**DATA FOR THE TASK**
==================================================

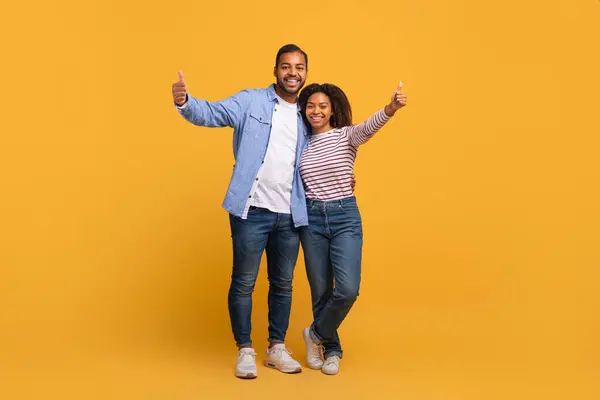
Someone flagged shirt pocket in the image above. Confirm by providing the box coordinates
[248,113,271,139]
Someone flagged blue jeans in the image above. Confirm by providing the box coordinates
[300,196,363,357]
[228,207,300,347]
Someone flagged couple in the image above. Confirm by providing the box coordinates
[172,44,406,378]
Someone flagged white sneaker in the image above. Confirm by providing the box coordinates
[235,347,257,379]
[265,343,302,374]
[321,356,340,375]
[302,328,323,369]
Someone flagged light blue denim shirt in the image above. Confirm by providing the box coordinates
[176,85,308,227]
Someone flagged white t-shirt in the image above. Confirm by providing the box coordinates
[248,96,298,214]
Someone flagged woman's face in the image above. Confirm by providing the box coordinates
[306,93,332,133]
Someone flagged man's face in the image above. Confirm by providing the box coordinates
[274,52,306,95]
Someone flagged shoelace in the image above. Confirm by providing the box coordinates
[271,347,292,361]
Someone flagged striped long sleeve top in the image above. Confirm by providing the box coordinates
[300,109,391,200]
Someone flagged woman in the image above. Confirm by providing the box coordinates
[299,82,406,375]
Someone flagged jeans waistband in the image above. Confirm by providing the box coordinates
[306,196,356,207]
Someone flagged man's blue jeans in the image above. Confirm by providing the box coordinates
[229,207,300,347]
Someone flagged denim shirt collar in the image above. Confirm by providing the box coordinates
[267,83,302,113]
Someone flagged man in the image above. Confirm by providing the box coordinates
[173,44,308,378]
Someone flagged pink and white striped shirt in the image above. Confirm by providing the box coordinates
[300,110,391,200]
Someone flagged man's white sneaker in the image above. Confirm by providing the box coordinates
[321,356,340,375]
[302,328,323,369]
[265,343,302,374]
[235,347,257,379]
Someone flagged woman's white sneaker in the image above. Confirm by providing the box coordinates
[302,328,323,369]
[235,347,257,379]
[265,343,302,374]
[321,356,340,375]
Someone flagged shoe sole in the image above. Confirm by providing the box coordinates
[265,361,302,374]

==================================================

**WORK REQUIRED**
List the part of the records above that opens with the line containing "Someone flagged woman in" and closes with the line containing "[306,196,356,207]", both included, as a numbered list with blank lines left out.

**TASK ANSWER**
1. Someone flagged woman in the image above. Confirm by providing the box coordinates
2. [299,82,406,375]
3. Someone flagged jeans waistband in the image above. Confirm by providing the box coordinates
4. [306,196,356,207]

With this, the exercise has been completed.